Segment Start: Given records
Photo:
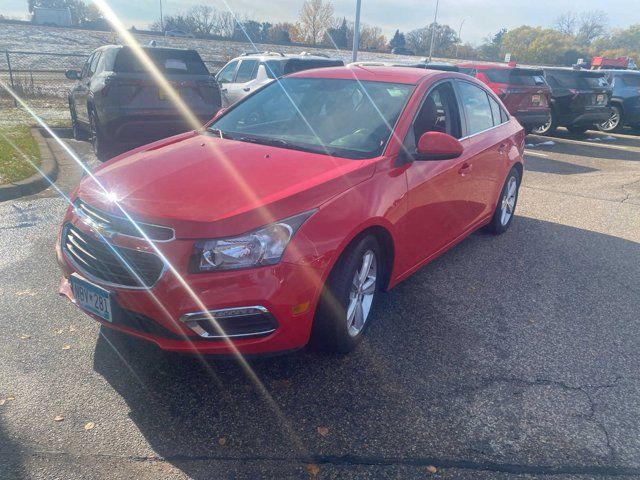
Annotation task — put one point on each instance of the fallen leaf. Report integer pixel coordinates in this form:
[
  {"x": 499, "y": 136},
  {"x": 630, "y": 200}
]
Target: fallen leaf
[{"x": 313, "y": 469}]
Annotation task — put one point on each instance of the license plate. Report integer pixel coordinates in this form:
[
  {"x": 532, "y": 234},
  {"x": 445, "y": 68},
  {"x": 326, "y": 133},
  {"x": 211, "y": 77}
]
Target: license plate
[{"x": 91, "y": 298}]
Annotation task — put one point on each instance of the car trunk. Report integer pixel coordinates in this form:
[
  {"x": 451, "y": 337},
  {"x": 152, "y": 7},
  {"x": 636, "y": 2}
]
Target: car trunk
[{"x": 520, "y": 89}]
Segment End: Given records
Segment Start: Given records
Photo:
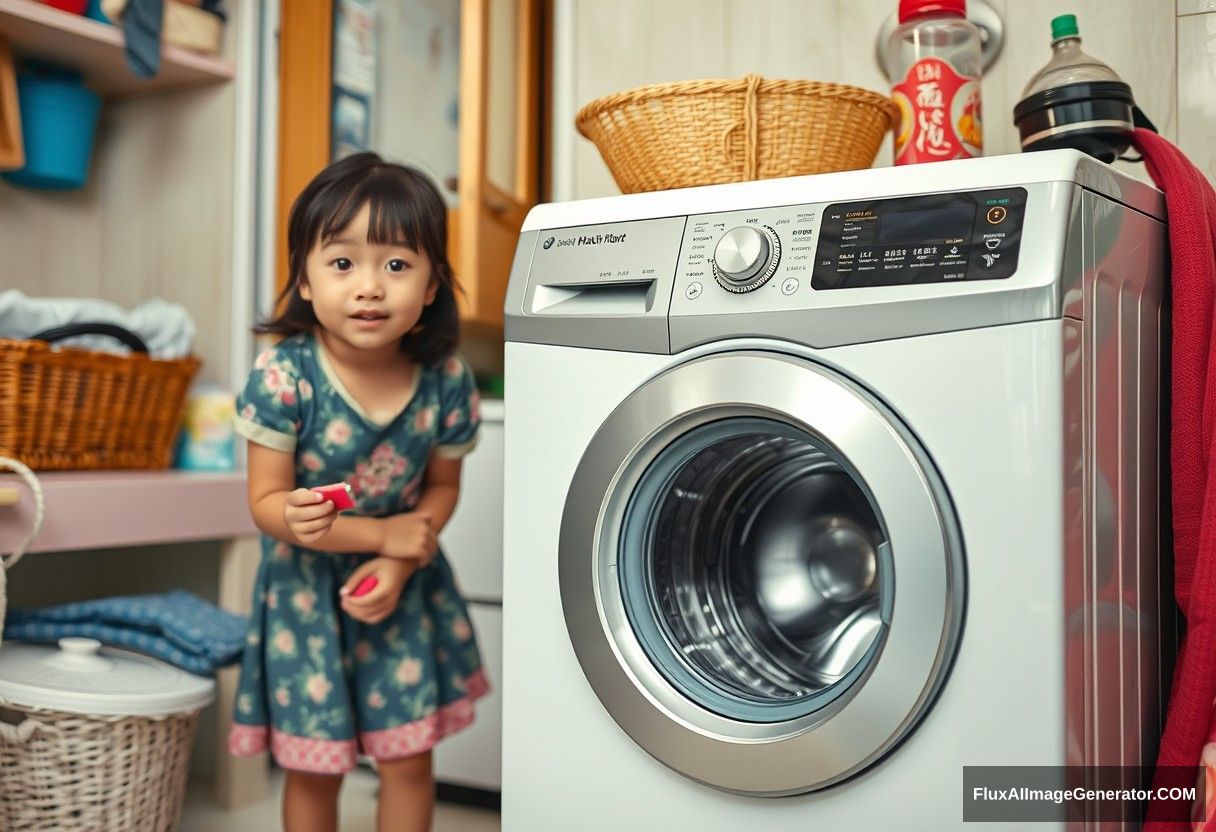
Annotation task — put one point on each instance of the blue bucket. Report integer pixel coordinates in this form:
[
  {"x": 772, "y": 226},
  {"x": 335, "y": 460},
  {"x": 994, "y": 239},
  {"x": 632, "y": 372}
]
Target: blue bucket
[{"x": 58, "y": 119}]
Segment End: Given records
> [Exercise] Above are the records; report how many of their lines hold the string "integer", with no other words.

> [Exercise answer] 4